— START —

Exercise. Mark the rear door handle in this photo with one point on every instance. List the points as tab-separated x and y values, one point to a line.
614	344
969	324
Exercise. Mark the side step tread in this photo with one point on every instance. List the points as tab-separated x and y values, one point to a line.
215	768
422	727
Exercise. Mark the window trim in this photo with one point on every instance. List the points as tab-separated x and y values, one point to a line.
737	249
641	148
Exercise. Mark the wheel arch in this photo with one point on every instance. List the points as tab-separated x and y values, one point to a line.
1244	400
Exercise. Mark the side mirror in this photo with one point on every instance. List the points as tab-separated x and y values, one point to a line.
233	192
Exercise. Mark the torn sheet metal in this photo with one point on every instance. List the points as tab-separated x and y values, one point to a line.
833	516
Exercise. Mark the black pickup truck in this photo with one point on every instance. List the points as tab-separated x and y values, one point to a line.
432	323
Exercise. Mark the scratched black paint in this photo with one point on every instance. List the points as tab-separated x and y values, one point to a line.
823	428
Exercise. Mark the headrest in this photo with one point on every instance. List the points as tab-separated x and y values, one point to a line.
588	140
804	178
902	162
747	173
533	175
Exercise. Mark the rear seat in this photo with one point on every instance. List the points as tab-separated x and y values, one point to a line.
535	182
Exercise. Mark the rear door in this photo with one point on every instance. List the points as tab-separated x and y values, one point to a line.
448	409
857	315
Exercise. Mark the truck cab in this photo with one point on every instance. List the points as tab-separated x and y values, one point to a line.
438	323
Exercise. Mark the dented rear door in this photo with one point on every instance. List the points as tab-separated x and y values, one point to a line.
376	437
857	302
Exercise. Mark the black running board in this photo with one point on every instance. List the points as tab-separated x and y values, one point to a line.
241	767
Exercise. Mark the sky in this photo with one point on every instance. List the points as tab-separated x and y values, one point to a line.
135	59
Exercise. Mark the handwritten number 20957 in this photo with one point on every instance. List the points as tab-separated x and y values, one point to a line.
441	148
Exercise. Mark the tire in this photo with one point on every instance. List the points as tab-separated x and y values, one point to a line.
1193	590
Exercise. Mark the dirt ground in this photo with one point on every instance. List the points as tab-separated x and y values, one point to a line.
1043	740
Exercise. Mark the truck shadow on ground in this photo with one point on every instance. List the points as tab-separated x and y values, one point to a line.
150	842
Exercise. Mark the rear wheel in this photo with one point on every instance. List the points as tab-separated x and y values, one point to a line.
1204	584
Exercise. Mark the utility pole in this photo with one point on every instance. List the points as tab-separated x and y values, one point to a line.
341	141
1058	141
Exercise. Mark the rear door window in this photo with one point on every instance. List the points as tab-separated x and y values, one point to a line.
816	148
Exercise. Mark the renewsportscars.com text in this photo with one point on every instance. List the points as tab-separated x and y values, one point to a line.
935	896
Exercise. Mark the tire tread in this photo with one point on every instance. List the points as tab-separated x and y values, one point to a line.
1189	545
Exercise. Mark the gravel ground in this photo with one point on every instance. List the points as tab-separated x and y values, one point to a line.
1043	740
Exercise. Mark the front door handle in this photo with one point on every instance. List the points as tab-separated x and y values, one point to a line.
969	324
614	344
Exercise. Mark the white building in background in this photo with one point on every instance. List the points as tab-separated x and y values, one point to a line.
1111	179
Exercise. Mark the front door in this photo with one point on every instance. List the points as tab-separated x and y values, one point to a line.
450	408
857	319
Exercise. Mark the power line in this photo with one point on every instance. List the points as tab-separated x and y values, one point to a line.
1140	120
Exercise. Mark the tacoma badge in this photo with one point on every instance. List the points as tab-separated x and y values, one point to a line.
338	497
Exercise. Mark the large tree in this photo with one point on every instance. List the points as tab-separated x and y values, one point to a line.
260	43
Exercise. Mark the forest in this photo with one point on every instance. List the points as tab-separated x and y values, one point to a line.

— END —

Task statement:
Can you return every one of the records above, word for word and in the same order?

Task response:
Exercise. Mark the rear door handle in this photo with one point on every instance. List the points as tab-separated x and y values, one point to a line.
614	344
969	324
Exercise. Mark the side step tread in this photo with one point on every instance. List the points as tab-separated x and y values, one point to a line.
215	768
422	727
Exercise. Mark the window trim in this photo with one point on every instance. List the points as tab-separated x and y values, one point to a line.
737	249
641	148
Exercise. Mark the wheel arch in this photo with one point on every instance. List the points as tab-separated x and y values, one point to a line.
1244	400
Exercise. Mark the side mirror in this photo with one point on every instance. List the points as tab-separated x and y values, one point to a line.
233	192
Exercise. Mark the torn sheet metal in this photo with one point on every instance. List the points as tab-separated x and y values, one point to a line.
833	516
Exercise. Mark the black pickup truck in this photo with one point on every instance. List the points as tab-separated x and y values, one point to a line.
432	323
Exercise. Mark the scratched black paint in this photo with one point on every instance. List the points as tab-separated x and y values, one point to a line.
823	428
Exercise. Mark the headrest in this photo with one point on every instance. List the points as tab-separated x and y values, one point to a line.
588	140
804	178
902	162
747	173
533	175
Exercise. Mark the rear seat in this photo with one point on every instance. List the points as tab-separated x and y values, one point to a line.
535	182
Exercise. Mark the rear door in this photo with one point on every instance. List the points as tab-separated x and y values, one point to a line.
448	409
857	315
Exercise. Mark the truck cab in this photo with one point on every instance. List the points as tab-separated x and y values, one point to a line.
438	323
Exercise. Mark the dented rear door in this photo with one point on every instance. List the points as tab-separated x and y values, one point to a line.
376	437
857	302
Exercise. Mark the black running board in this photo with one point on every instance. List the points as tab-separated x and y values, one point to a line.
241	767
Exercise. Mark the sky in this photo with one point on every instance. List the points as tab-separated x and y values, one point to a line.
135	59
Exercise. Mark the handwritten number 20957 in this photo with one point on every instance. List the points as tab-separated x and y values, one point to a line.
441	148
Exercise. Mark the tire in this photo with one point on every instance. List the points as tab-separated x and y values, one point to a line.
1193	590
Exercise. Mark the dirt ground in this photo with one point on every instance. List the points as tab-separated x and y values, one point to a line.
1043	740
Exercise. Mark the truck shadow on ground in this photo with one point on every instance. List the points as tab-separated x and y values, one point to a line.
150	842
Exercise. Mark the rear wheel in this photo with one point on every instance. List the points as tab-separated x and y values, one point to a line.
1204	584
Exercise. Mark the utility pole in this photo with one point on every instance. List the points as tab-separated x and y values, one point to a line.
341	141
1058	141
Exercise. Mark the rear door window in this photo with one point on every instance. List the points as tab-separated x and y values, one point to a line.
816	148
Exercise. Mark the renewsportscars.com text in this photo with one point on every instance. List the points as tab-separated x and y values, one point to a line.
935	896
Exercise. Mark the tire tread in this photo with one point on every instance. List the points as tab-separated x and y values, one point to a line.
1189	545
Exercise. Mark the gravel ground in this photo with one point on every instance. List the points as tab-separated x and y values, one point to a line.
1043	740
Exercise. Mark the front door handle in this photo with one point on every instance. List the points as tab-separated x and y values, one point to a line.
969	324
614	344
Exercise. Mark the white building in background in this photo with one point on every instance. List the points as tab-separated x and y values, one point to a line.
1111	179
Exercise. Mark the front door in this photo with one point on every instance. List the points as tab-separated x and y values, one point to a line.
450	408
857	319
Exercise. Mark the power line in this photo with one point on every instance. List the points as tab-separated x and y values, one point to a line.
1140	120
Exercise. Mark the tacoma badge in this photo with one point on every instance. List the points as tab-separated x and y values, one point to a line.
338	497
Exercise. Mark the large tree in this photo with one point on every instance. List the points as tab-separated x and y values, one point to a line.
260	43
Exercise. Mark the forest in this photo with one point on every instance. List the points as tab-separated x and y values, one point to a line.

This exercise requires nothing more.